-- Opening Marker --
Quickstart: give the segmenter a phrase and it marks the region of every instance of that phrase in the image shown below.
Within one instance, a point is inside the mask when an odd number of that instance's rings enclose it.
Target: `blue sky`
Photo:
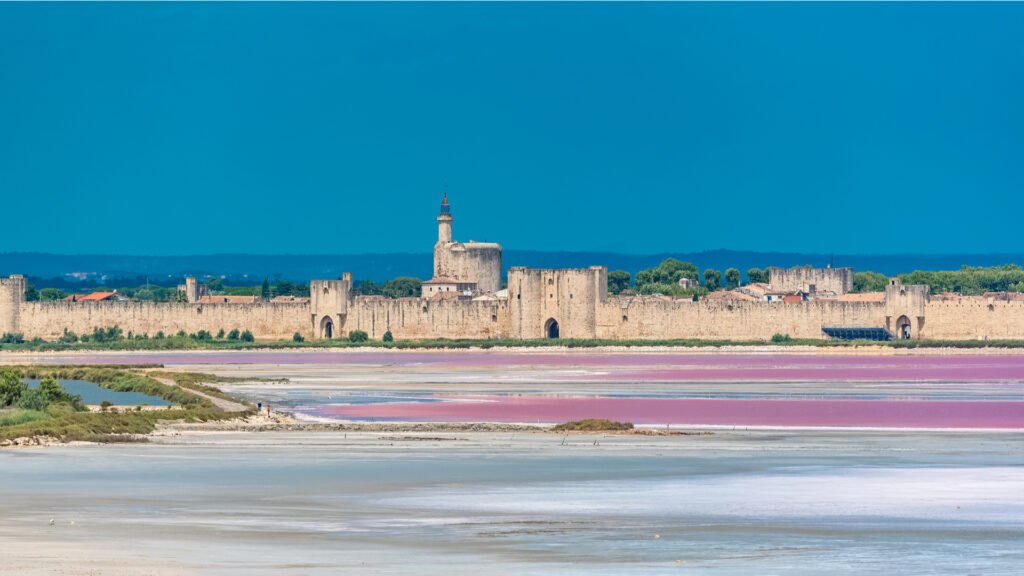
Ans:
[[[0,4],[0,251],[1019,252],[1024,5]]]

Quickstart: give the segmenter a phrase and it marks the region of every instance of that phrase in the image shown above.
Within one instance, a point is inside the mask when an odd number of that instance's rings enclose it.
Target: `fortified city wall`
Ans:
[[[26,338],[52,340],[64,329],[78,334],[118,326],[125,333],[167,335],[184,330],[216,334],[250,330],[257,338],[312,337],[309,305],[302,303],[191,304],[186,302],[22,302],[16,331]]]
[[[958,297],[932,299],[928,286],[905,286],[891,278],[882,301],[811,299],[760,302],[729,299],[666,299],[608,295],[604,266],[573,269],[516,267],[501,288],[501,246],[452,242],[447,197],[437,218],[435,278],[476,284],[470,296],[356,297],[352,275],[310,282],[308,303],[200,304],[205,286],[187,278],[189,302],[26,302],[26,280],[0,278],[0,333],[52,340],[64,330],[78,334],[119,326],[125,333],[167,335],[184,330],[216,334],[250,330],[259,340],[338,338],[362,330],[375,340],[396,339],[601,338],[608,340],[764,340],[775,334],[824,339],[822,328],[886,328],[896,338],[1024,339],[1024,302]],[[853,270],[771,268],[780,291],[843,294]],[[480,294],[483,296],[480,296]],[[450,297],[448,297],[450,296]],[[478,296],[478,298],[474,298]]]

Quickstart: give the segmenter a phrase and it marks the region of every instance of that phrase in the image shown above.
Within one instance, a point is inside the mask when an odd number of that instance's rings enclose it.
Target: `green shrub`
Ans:
[[[17,332],[4,332],[3,336],[0,336],[0,344],[17,344],[24,340],[24,335]]]
[[[106,412],[107,408],[110,408],[113,405],[114,405],[114,403],[111,402],[110,400],[104,400],[103,402],[100,402],[100,410],[103,410],[104,412]]]
[[[235,328],[231,330],[231,332],[228,332],[228,340],[238,340],[238,328]]]
[[[50,398],[42,388],[29,388],[21,393],[18,399],[18,407],[22,410],[36,410],[42,412],[50,406]]]
[[[17,371],[8,368],[0,372],[0,407],[17,404],[27,388]]]
[[[789,334],[773,334],[772,335],[772,343],[774,343],[774,344],[787,344],[787,343],[792,342],[792,341],[793,341],[793,338],[791,338]]]
[[[156,338],[157,340],[163,340],[164,339],[164,331],[160,330],[159,332],[157,332],[156,336],[154,336],[154,338]]]
[[[217,332],[217,340],[223,340],[223,339],[224,339],[224,329],[221,328],[220,332]]]
[[[559,424],[551,430],[554,432],[614,432],[632,429],[632,422],[612,422],[604,418],[587,418]]]
[[[305,338],[302,337],[302,334],[299,334],[298,332],[296,332],[295,334],[292,334],[292,341],[293,342],[302,342],[303,340],[305,340]]]
[[[249,332],[248,330],[242,332],[242,342],[253,342],[255,340],[256,339],[252,336],[252,332]]]
[[[381,338],[381,340],[383,340],[384,342],[394,342],[395,337],[391,334],[391,330],[388,330],[387,332],[384,333],[384,337]]]
[[[370,337],[362,330],[353,330],[348,333],[349,342],[366,342]]]

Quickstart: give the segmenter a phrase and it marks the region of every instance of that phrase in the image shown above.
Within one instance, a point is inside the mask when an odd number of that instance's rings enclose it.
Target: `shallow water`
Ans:
[[[998,406],[1013,419],[1024,400],[1019,357],[573,353],[511,355],[504,365],[507,355],[479,353],[210,356],[126,358],[286,377],[222,387],[279,409],[382,418],[481,396],[521,400],[527,421],[538,406],[595,401],[652,403],[647,413],[673,402],[861,402],[868,416],[920,404],[986,417]],[[751,362],[827,376],[666,380],[645,371],[735,374]],[[907,376],[921,366],[979,371],[919,380],[850,380],[846,371]],[[987,377],[984,367],[1010,377]],[[154,442],[0,451],[0,540],[8,557],[25,559],[0,562],[0,573],[38,565],[25,552],[33,546],[136,558],[156,574],[930,575],[1018,574],[1024,565],[1020,431],[188,432]]]
[[[1016,574],[1024,562],[1022,434],[430,436],[4,451],[0,492],[17,498],[0,504],[0,534],[210,574]]]
[[[25,382],[28,383],[29,388],[39,386],[39,380],[25,380]],[[150,406],[170,405],[170,402],[158,396],[150,396],[141,392],[118,392],[103,388],[94,382],[86,382],[85,380],[58,380],[57,383],[64,388],[65,392],[81,396],[84,404],[100,404],[107,401],[114,406],[136,406],[139,404],[148,404]]]

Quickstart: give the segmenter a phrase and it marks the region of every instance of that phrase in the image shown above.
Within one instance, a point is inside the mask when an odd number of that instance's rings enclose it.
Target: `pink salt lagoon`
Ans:
[[[1024,428],[1024,402],[704,398],[447,397],[440,402],[328,405],[341,420],[558,423],[607,418],[640,425]]]
[[[1024,428],[1024,355],[318,350],[53,355],[32,361],[272,374],[292,383],[280,389],[225,388],[294,409],[300,417],[327,420],[608,418],[651,426]],[[302,382],[313,383],[303,388]],[[407,393],[414,398],[401,397]]]

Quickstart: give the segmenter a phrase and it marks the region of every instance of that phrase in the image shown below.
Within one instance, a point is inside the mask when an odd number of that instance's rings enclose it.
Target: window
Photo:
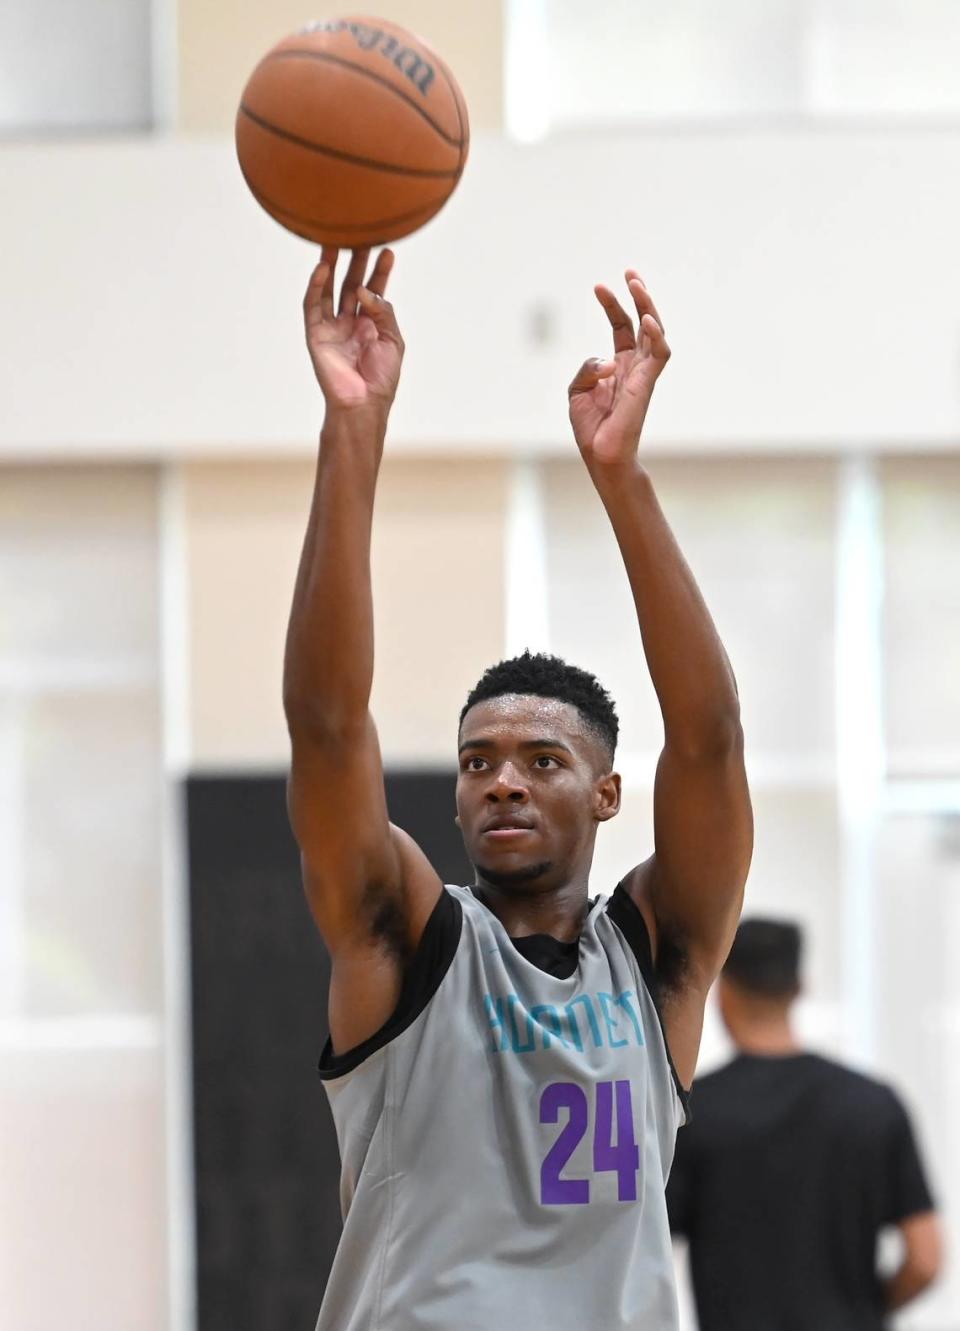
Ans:
[[[517,138],[651,121],[960,114],[955,0],[510,0]]]
[[[153,8],[151,0],[7,0],[0,134],[149,128]]]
-- Closing Marker --
Exercise directions >>
I need every line from the material that contains the word "Target".

Response to the task >>
Target: `blue sky`
Target: `fortified city wall`
Target: `green shrub`
Target: `shallow water`
Target: `pink salt lagoon`
Target: window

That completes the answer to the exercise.